WORK TASK -> Pull every line containing "plank" from the data.

START EXTRACTED RECORDS

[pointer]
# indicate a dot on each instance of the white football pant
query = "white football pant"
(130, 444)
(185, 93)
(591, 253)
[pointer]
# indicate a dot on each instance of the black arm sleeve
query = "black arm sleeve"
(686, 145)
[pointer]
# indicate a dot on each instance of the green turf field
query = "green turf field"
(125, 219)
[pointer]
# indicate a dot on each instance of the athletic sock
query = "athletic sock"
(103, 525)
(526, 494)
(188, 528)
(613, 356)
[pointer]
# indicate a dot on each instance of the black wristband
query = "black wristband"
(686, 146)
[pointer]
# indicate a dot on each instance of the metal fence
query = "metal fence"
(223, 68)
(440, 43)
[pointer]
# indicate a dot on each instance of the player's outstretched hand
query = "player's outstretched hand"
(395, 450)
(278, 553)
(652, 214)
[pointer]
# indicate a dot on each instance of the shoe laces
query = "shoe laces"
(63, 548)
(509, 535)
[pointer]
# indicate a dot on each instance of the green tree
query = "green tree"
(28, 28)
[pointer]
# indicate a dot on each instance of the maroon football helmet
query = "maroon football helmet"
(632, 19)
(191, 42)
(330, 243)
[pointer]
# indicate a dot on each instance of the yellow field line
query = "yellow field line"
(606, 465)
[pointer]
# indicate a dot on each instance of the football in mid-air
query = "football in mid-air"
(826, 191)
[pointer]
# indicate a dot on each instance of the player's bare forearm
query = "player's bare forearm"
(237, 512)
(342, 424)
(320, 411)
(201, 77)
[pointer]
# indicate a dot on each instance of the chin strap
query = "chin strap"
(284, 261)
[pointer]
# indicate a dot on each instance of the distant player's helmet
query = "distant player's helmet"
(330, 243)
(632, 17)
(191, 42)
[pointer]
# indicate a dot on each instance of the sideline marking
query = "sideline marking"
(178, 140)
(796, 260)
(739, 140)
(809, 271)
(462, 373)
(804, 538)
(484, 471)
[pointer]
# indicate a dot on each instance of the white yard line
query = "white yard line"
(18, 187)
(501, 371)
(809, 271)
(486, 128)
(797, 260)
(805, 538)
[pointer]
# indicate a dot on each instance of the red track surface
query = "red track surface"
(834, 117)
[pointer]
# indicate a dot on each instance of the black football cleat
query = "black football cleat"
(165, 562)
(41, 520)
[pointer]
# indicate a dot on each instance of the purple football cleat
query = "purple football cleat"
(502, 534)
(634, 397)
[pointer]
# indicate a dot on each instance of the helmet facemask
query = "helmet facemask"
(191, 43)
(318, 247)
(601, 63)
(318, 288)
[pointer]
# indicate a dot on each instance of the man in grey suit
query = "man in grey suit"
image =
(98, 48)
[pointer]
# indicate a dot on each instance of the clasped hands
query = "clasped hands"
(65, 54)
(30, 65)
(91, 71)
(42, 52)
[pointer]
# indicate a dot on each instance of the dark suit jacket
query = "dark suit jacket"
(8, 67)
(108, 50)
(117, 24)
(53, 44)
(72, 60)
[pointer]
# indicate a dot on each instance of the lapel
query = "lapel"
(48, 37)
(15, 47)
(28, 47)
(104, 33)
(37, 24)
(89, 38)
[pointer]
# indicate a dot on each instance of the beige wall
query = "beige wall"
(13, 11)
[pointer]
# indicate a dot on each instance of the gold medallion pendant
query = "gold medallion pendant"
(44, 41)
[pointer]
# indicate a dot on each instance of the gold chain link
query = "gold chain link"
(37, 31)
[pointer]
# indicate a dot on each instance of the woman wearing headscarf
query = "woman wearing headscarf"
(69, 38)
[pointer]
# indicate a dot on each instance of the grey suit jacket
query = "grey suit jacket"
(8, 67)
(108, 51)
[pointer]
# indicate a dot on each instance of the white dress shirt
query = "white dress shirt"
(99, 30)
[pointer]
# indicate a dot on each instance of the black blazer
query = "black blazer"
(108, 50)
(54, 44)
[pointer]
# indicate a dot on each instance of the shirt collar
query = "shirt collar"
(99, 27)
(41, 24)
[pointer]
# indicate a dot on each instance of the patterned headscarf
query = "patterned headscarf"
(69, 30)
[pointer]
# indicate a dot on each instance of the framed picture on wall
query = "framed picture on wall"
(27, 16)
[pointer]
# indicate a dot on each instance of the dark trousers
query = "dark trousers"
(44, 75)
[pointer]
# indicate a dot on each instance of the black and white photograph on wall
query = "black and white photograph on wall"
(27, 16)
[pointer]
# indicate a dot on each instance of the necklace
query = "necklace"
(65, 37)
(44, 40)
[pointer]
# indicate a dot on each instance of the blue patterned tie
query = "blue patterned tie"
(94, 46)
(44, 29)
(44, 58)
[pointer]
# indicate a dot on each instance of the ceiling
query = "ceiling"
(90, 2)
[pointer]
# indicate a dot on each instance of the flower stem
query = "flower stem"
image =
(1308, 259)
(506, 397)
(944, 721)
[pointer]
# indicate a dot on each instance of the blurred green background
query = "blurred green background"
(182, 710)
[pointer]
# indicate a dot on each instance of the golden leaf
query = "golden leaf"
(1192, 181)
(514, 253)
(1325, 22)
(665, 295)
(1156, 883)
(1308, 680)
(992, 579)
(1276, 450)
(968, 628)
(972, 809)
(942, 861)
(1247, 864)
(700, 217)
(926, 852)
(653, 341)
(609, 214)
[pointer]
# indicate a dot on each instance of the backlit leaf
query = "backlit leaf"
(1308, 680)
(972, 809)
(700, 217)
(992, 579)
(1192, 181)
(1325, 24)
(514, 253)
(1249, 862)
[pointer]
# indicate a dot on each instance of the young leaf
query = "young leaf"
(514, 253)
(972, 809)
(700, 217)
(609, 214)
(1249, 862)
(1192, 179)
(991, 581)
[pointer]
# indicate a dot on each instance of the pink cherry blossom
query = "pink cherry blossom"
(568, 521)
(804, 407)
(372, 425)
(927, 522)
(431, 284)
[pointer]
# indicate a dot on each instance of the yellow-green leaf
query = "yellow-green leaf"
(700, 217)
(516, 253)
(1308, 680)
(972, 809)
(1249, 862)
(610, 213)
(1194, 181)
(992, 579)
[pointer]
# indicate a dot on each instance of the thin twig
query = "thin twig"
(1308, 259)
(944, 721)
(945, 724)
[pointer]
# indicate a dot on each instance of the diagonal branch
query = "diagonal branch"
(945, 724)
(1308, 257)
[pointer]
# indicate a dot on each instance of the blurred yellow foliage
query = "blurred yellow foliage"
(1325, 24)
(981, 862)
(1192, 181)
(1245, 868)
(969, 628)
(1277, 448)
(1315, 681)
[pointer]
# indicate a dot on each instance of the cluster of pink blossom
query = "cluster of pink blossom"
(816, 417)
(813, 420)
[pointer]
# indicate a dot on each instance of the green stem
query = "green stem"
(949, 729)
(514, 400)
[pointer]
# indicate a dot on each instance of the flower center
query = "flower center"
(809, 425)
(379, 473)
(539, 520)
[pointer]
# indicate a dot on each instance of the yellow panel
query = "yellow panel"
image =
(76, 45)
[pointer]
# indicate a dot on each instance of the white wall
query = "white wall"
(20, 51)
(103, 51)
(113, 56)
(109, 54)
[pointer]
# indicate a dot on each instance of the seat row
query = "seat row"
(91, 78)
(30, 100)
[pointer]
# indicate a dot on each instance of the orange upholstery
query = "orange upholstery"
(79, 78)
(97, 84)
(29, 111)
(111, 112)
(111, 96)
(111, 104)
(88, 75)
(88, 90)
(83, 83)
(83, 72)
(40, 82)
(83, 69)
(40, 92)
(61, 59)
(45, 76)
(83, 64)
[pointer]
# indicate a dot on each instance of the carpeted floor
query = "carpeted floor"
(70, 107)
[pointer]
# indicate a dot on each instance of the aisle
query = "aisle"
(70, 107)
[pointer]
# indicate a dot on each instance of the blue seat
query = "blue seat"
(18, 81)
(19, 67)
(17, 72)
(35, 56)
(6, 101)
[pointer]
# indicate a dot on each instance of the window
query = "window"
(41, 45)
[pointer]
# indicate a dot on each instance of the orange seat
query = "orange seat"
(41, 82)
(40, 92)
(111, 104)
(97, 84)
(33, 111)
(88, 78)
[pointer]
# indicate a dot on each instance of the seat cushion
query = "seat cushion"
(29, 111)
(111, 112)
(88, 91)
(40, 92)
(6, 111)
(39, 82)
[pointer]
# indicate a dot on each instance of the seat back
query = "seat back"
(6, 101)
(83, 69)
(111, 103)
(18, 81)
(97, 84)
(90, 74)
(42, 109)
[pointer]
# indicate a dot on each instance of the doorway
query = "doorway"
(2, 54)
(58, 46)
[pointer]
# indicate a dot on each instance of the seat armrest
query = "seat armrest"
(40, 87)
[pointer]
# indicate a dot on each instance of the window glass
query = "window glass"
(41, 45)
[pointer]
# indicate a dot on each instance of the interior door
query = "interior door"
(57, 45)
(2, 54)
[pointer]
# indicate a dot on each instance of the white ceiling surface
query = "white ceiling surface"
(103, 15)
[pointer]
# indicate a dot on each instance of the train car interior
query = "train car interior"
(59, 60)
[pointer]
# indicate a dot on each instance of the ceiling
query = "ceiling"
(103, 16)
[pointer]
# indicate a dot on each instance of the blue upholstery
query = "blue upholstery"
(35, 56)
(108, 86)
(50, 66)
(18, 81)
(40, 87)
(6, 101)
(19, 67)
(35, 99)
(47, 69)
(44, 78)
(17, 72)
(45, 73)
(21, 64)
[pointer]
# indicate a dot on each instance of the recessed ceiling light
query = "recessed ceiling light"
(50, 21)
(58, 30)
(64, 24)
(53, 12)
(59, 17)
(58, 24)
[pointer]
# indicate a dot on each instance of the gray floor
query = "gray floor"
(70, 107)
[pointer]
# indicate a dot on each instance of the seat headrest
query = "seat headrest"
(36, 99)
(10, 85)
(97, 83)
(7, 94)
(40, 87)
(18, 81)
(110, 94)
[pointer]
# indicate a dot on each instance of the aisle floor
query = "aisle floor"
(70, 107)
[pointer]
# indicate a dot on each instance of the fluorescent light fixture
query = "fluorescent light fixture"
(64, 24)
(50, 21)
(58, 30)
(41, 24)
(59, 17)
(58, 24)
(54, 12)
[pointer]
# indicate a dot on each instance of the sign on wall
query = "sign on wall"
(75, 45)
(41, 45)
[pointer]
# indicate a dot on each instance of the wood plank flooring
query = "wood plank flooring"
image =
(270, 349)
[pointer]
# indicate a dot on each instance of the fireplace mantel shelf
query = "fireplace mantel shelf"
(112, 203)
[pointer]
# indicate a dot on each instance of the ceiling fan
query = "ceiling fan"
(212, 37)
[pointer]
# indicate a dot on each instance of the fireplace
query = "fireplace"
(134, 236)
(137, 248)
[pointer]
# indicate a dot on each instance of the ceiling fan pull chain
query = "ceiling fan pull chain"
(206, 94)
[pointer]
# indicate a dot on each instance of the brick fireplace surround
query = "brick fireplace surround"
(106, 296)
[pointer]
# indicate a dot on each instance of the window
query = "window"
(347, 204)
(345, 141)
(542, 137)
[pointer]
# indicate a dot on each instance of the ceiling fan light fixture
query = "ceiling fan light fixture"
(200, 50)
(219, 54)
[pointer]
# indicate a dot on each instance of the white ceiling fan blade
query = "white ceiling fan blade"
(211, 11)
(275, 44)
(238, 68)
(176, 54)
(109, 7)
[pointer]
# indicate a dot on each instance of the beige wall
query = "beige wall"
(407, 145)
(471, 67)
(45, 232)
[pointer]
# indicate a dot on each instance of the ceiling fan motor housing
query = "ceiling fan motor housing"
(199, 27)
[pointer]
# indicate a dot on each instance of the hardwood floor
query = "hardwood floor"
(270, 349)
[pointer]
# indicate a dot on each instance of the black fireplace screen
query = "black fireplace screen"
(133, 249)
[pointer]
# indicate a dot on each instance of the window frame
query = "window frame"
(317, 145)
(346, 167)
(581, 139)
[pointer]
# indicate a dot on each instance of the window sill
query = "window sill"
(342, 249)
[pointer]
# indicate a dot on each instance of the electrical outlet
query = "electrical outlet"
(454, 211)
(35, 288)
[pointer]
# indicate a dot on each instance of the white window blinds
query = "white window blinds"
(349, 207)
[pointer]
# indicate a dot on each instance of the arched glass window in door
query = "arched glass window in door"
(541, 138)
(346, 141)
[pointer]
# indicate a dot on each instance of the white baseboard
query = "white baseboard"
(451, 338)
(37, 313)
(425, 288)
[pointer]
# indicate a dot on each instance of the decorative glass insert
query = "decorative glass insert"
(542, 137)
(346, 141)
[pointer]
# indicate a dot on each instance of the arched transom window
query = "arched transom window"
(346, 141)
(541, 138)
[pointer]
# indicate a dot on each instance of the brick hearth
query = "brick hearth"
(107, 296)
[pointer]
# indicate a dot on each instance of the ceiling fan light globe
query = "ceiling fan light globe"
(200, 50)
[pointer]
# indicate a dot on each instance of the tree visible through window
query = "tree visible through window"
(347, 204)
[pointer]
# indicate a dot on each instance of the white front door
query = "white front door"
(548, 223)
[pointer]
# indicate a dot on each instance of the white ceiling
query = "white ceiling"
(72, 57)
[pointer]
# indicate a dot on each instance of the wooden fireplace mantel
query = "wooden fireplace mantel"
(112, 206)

END EXTRACTED RECORDS

RESPONSE TO THIS EXERCISE ->
# indicate a dot on each instance of the wood plank flooring
query = "wood plank flooring"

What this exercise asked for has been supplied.